[Opening EXTRACTED MATERIAL section]
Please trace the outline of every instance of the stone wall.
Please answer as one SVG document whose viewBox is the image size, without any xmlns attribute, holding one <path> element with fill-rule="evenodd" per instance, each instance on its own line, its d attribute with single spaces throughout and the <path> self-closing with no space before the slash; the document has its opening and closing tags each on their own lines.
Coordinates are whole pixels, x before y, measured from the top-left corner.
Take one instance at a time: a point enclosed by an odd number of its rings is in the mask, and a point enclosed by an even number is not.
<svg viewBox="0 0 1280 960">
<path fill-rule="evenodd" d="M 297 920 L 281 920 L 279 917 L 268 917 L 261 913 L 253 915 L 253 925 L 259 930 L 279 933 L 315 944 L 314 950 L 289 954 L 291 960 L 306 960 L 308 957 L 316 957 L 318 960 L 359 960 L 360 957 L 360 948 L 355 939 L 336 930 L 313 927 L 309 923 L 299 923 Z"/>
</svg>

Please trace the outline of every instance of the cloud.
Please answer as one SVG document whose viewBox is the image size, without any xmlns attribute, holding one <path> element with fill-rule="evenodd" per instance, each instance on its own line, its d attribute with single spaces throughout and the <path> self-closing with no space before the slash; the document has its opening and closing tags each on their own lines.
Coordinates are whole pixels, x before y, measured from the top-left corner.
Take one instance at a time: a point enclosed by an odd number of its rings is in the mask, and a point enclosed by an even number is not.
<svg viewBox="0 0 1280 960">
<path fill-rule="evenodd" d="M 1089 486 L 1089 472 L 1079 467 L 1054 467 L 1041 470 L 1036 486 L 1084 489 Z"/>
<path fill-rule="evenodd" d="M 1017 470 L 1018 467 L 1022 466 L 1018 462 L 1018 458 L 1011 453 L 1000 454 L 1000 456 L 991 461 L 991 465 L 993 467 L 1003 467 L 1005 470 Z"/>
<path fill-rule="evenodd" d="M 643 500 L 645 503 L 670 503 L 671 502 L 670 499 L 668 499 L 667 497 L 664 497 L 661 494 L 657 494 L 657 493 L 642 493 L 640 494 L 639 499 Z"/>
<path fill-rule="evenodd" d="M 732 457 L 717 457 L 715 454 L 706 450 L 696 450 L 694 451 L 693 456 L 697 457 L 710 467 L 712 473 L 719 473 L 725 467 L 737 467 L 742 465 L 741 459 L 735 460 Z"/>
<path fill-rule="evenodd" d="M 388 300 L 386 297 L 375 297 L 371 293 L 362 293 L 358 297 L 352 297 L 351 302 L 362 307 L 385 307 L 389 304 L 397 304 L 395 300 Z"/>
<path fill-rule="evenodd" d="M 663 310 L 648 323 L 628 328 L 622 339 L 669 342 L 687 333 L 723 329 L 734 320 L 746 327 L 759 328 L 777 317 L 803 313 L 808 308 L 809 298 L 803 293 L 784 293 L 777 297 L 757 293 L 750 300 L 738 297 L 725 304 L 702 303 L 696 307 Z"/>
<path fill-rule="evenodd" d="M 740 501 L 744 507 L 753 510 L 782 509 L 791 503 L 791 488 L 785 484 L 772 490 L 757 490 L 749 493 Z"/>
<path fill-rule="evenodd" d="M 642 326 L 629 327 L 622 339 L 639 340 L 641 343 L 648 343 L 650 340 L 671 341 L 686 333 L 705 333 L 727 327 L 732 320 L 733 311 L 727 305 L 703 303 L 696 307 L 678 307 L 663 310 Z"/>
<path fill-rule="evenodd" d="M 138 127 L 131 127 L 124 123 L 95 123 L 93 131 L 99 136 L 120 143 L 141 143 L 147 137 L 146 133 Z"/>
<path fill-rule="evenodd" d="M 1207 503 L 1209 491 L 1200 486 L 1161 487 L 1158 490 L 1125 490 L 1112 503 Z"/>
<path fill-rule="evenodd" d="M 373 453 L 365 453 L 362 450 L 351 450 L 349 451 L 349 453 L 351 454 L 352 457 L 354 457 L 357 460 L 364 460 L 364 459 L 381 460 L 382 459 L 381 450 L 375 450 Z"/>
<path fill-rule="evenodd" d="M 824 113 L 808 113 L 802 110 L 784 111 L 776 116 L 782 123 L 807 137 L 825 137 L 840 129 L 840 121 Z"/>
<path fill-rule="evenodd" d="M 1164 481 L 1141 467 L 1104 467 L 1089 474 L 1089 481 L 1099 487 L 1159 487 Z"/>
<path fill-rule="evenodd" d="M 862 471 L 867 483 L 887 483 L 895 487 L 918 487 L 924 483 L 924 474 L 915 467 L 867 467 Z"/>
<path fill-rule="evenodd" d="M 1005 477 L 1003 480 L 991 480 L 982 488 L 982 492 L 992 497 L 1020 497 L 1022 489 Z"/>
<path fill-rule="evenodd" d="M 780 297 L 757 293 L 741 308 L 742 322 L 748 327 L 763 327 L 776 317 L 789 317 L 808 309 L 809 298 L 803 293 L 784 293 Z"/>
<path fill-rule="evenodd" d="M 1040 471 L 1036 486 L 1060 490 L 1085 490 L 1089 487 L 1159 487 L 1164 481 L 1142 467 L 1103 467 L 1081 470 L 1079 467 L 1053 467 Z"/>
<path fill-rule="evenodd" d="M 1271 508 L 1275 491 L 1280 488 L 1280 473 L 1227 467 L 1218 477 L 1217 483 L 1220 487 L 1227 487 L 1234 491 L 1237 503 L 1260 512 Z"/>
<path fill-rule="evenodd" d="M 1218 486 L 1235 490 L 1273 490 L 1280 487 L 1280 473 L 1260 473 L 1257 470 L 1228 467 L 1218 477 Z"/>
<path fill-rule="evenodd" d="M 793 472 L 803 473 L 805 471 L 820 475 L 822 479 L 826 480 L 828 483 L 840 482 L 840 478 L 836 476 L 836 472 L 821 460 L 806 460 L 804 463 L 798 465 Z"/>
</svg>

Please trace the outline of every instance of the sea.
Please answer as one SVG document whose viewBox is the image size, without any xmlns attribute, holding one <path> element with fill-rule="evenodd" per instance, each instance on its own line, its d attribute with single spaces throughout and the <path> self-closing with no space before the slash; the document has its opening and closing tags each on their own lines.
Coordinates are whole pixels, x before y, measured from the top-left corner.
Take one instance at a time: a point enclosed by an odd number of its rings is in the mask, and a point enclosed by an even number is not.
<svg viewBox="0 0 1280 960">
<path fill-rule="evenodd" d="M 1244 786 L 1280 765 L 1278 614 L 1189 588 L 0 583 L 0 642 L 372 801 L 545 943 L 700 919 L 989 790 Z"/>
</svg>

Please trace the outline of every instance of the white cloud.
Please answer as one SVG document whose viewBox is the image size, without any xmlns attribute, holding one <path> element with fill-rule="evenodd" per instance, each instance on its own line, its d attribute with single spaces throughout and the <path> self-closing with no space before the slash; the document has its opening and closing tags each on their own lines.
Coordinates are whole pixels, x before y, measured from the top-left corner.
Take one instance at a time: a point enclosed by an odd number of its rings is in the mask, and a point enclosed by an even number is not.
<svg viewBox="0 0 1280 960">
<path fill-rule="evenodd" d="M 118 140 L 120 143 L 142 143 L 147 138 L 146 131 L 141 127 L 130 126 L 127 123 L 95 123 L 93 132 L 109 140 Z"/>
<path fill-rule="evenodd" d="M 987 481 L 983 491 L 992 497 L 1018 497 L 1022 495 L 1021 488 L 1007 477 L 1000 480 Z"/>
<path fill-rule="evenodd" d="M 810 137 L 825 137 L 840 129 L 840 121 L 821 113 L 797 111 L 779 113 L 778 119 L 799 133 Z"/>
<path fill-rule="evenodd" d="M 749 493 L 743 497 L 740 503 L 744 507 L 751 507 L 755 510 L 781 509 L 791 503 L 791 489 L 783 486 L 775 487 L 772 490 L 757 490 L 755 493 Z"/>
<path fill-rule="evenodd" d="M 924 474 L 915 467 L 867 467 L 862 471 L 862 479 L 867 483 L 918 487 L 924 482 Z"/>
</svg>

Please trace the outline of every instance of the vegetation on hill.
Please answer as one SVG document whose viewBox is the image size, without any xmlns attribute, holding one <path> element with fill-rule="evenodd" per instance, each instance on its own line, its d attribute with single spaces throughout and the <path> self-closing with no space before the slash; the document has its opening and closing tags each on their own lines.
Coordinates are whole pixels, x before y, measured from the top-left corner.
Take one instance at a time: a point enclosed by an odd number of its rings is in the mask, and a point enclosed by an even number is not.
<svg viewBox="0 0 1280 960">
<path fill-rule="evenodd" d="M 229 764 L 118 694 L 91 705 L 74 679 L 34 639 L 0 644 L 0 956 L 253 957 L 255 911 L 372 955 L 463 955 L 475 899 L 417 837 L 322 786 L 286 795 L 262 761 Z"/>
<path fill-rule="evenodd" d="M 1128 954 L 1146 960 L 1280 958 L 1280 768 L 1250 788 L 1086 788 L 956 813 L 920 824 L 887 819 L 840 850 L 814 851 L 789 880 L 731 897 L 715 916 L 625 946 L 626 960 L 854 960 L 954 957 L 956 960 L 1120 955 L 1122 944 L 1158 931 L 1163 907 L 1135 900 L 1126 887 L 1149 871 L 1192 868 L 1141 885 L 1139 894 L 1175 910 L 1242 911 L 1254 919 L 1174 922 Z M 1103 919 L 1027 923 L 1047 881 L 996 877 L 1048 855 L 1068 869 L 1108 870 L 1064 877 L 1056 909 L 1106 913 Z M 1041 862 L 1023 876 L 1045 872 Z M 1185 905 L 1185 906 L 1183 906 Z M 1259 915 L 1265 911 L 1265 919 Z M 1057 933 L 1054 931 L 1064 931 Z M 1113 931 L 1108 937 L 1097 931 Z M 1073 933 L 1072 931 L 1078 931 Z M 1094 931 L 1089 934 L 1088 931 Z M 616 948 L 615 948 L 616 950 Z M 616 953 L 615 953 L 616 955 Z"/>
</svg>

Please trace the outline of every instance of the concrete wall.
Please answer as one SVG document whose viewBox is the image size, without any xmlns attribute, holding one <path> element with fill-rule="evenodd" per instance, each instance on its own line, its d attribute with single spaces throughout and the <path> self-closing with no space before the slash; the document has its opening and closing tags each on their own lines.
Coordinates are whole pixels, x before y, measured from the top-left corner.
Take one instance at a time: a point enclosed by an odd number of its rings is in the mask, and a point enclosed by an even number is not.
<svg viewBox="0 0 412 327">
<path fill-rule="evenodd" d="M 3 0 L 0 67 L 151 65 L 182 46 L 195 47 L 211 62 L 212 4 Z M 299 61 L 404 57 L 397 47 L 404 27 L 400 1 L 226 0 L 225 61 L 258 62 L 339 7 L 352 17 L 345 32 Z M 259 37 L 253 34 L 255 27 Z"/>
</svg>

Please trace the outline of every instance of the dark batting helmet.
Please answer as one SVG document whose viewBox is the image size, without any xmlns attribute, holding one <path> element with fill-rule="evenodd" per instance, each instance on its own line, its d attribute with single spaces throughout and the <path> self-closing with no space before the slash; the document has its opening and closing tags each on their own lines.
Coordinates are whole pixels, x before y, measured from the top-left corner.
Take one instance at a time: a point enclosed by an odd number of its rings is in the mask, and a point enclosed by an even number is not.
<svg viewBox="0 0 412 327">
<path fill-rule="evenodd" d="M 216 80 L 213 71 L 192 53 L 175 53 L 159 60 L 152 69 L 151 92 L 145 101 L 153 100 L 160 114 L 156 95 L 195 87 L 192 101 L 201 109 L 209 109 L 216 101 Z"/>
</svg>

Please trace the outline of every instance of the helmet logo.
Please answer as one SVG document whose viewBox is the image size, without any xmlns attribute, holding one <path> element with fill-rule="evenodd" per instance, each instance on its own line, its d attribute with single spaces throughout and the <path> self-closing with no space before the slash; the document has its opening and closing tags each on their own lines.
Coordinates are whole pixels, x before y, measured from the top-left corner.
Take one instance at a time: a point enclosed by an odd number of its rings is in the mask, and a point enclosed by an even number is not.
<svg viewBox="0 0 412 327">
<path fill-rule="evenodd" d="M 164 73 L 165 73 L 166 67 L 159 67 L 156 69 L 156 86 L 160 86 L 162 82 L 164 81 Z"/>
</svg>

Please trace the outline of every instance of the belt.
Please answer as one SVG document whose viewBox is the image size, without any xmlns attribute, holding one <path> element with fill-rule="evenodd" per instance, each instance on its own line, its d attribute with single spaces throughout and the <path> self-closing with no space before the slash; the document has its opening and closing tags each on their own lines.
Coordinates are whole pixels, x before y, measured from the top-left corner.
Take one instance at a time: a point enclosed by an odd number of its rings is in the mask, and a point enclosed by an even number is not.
[Closing EXTRACTED MATERIAL section]
▸ EXERCISE DESCRIPTION
Each line that contains the string "outline" should be copied from the data above.

▸ ANSWER TO THIS PROBLEM
Please trace the outline of every instance of the stone wall.
Please trace the outline of every instance of the cloud.
Please trace the outline of every instance of the sea.
Please trace the outline of every instance of the white cloud.
Please trace the outline of every instance of the vegetation on hill.
Please trace the outline of every instance of the concrete wall.
Please trace the outline of every instance of the dark batting helmet.
Please trace the outline of every instance of the helmet logo.
Please trace the outline of every instance of the belt.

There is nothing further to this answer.